=== Document text ===
● ● ●

Five more countries, including Ghana, Nigeria and Pakistan, have imported this type of reactor from China.

"We would also like to help them to implement a similar conversion of the exported reactors," Miao said.

Experts said civilian-use reactors with high-enriched uranium are undermining nuclear security due to lack of protection.

Zhu Xuhui, a researcher with the China National Nuclear Corporation and an expert in uranium enrichment and nuclear fuel, told China Daily that research reactors worldwide, most purchased by academic institutions and colleges, are "posing threats to nuclear security" due to lack of funding in security facilities and manpower.

The US and the former Soviet Union, the leading nuclear technology powers, started exporting reactors in the 1950s, including research reactors containing high-enriched uranium with a density greater than 90 percent.

"Once obtained by terrorists, high-density uranium can be extracted and used in processes that could cause a nuclear explosion," said Zhu.

In recent decades, China, the US, Russia and other nuclear reactor producers have been seeking to repatriate or convert such reactors in coordination with the International Atomic Energy Agency.

However, the process of converting reactors worldwide is slow, Zhu said.

"It is sometimes undecided who pays for the upgrading work, and a successful conversion requires a specific design for every single reactor that has varying details," he said.

Fight smuggling

In addition to minimizing the use of high-enriched uranium in civilian use, fighting nuclear smuggling was stressed in the Seoul Communique to show the global call for combating illicit trafficking of nuclear and radioactive materials.

Several nations have passed export control laws to regulate nuclear transfers, and the communique called for "further utilization of legal, intelligence and financial tools to effectively prosecute offenses".

The threat of criminal organizations obtaining nuclear materials still hangs over the international community, experts said.

From July 2010 to June 2011, members of the IAEA reported 172 incidents to the organization's illicit trafficking database, which was established in 1995 to "record and analyze incidents of illicit trafficking in nuclear and other radioactive material".

Although 126 of the unauthorized activities were reported without any apparent connection to criminal activity, in almost a third of them nuclear material was reported as non-recovered, the IAEA said in its Nuclear Security Report 2011.

"The IAEA boasts more than 150 member states, which provide it with most information it needs about the incidents in which nuclear and other radioactive materials are out of regulatory control," said Li Hong, secretary-general of the China Arms Control and Disarmament Association.

The communique also encouraged countries to provide necessary information to the IAEA's illicit trafficking database.

"The database has recorded the most comprehensive details while the IAEA can also make persuasive technical evaluations of the hidden risk of the incidents," Li said.

In the meantime, the communique calls for strengthening cooperation among countries to fight nuclear trafficking offenses through Interpol's Radiological and Nuclear Terrorism Prevention Unit.

Interpol, which boasts a widespread investigation network and staff team, has an "incomparable advantage" in searching for evidence and finding suspects in nuclear trafficking cases, Li said.

Interpol Secretary-General Ronald K. Noble, attending the summit on Monday, said global cooperation is needed to crack down on the illegal trafficking and theft of weapons-usable nuclear materials by terrorists. "Preventing any kind of terrorist attack, including one involving nuclear materials, requires a global strategy - no one country or organization can hope to achieve success in isolation," Noble said to The Korea Times.

Also, countries should promote cooperation with both the IAEA and Interpol to benefit from the strengths of both organizations, Li said.

"A multilateral framework is much more efficient and powerful than a unilateral effort," Li said.

● ● ●

=== Task to carry out ===
Quote the portion of the nuclear security article that opens with the words "Interpol, which boasts" and closes with "organizations, Li said.". Draw only on the nuclear security article above.

● ● ●

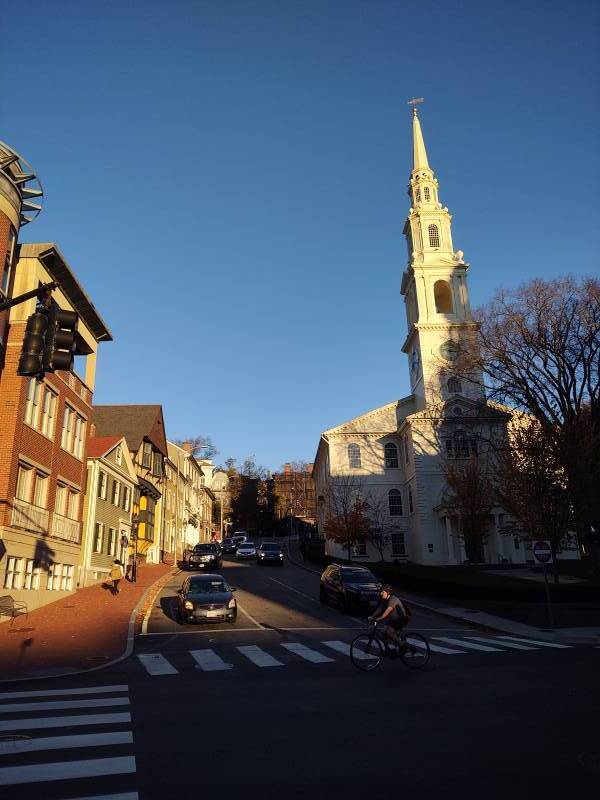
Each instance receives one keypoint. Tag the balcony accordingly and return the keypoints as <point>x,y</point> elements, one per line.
<point>30,517</point>
<point>69,530</point>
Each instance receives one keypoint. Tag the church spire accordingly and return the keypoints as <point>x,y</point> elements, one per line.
<point>419,151</point>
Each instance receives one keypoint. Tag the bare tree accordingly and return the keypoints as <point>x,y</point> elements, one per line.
<point>539,351</point>
<point>348,522</point>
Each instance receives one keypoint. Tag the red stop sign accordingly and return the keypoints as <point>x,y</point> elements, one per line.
<point>542,551</point>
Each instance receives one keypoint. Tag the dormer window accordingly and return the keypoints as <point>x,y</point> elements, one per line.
<point>434,236</point>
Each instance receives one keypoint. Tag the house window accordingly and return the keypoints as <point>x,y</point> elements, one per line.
<point>98,537</point>
<point>49,412</point>
<point>395,502</point>
<point>32,574</point>
<point>391,456</point>
<point>40,490</point>
<point>398,544</point>
<point>442,294</point>
<point>102,485</point>
<point>354,456</point>
<point>147,455</point>
<point>32,406</point>
<point>112,542</point>
<point>434,236</point>
<point>454,386</point>
<point>13,574</point>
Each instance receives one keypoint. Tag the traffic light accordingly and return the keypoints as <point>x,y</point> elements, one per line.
<point>32,353</point>
<point>59,346</point>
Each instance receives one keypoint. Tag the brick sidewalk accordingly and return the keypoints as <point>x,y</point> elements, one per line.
<point>78,632</point>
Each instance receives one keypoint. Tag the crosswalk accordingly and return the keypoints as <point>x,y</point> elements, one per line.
<point>327,651</point>
<point>80,735</point>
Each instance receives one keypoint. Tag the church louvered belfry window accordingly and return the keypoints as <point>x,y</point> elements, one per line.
<point>434,236</point>
<point>354,456</point>
<point>395,502</point>
<point>391,456</point>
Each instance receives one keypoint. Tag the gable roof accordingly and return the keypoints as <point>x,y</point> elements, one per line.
<point>99,446</point>
<point>134,422</point>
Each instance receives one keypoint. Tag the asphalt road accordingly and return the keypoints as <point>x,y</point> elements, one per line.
<point>272,706</point>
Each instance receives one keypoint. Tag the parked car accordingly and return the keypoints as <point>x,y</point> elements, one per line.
<point>350,588</point>
<point>269,553</point>
<point>246,550</point>
<point>206,598</point>
<point>205,555</point>
<point>229,546</point>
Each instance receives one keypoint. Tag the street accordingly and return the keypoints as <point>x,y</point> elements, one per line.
<point>272,705</point>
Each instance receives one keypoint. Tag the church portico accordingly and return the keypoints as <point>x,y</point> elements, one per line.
<point>400,456</point>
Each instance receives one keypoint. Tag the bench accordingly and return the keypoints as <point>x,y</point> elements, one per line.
<point>9,607</point>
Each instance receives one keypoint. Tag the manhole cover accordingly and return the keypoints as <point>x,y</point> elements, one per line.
<point>590,761</point>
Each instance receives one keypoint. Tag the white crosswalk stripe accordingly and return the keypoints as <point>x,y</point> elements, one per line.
<point>306,652</point>
<point>97,759</point>
<point>536,642</point>
<point>209,661</point>
<point>259,657</point>
<point>157,664</point>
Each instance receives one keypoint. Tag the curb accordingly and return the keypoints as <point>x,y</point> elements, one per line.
<point>152,591</point>
<point>484,626</point>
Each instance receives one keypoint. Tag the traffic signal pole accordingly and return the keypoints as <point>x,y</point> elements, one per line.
<point>22,298</point>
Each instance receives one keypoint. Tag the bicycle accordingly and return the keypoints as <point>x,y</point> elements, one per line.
<point>368,649</point>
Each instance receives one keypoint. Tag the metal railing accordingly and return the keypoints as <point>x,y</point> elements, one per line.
<point>30,517</point>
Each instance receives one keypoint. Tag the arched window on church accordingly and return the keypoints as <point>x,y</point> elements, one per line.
<point>434,236</point>
<point>454,386</point>
<point>442,294</point>
<point>395,502</point>
<point>391,456</point>
<point>354,461</point>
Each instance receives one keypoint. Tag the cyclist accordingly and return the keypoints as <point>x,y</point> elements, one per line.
<point>393,613</point>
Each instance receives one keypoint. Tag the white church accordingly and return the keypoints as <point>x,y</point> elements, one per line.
<point>394,454</point>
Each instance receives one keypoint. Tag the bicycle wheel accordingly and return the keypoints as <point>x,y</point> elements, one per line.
<point>416,653</point>
<point>366,652</point>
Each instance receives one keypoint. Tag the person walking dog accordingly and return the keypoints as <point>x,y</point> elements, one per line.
<point>116,573</point>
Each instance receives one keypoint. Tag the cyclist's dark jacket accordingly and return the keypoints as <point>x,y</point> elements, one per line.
<point>397,618</point>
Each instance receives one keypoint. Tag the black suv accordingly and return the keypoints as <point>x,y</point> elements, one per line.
<point>205,556</point>
<point>349,588</point>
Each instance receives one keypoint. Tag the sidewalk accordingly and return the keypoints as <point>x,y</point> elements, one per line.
<point>83,631</point>
<point>480,619</point>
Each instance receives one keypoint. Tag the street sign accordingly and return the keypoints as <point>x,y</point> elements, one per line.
<point>542,551</point>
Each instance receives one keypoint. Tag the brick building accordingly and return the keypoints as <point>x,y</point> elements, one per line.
<point>43,432</point>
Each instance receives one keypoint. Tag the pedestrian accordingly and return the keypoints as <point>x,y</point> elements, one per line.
<point>116,573</point>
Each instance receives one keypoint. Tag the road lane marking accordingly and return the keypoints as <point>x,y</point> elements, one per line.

● ● ●

=== Your solution ===
Interpol, which boasts a widespread investigation network and staff team, has an "incomparable advantage" in searching for evidence and finding suspects in nuclear trafficking cases, Li said.

Interpol Secretary-General Ronald K. Noble, attending the summit on Monday, said global cooperation is needed to crack down on the illegal trafficking and theft of weapons-usable nuclear materials by terrorists. "Preventing any kind of terrorist attack, including one involving nuclear materials, requires a global strategy - no one country or organization can hope to achieve success in isolation," Noble said to The Korea Times.

Also, countries should promote cooperation with both the IAEA and Interpol to benefit from the strengths of both organizations, Li said.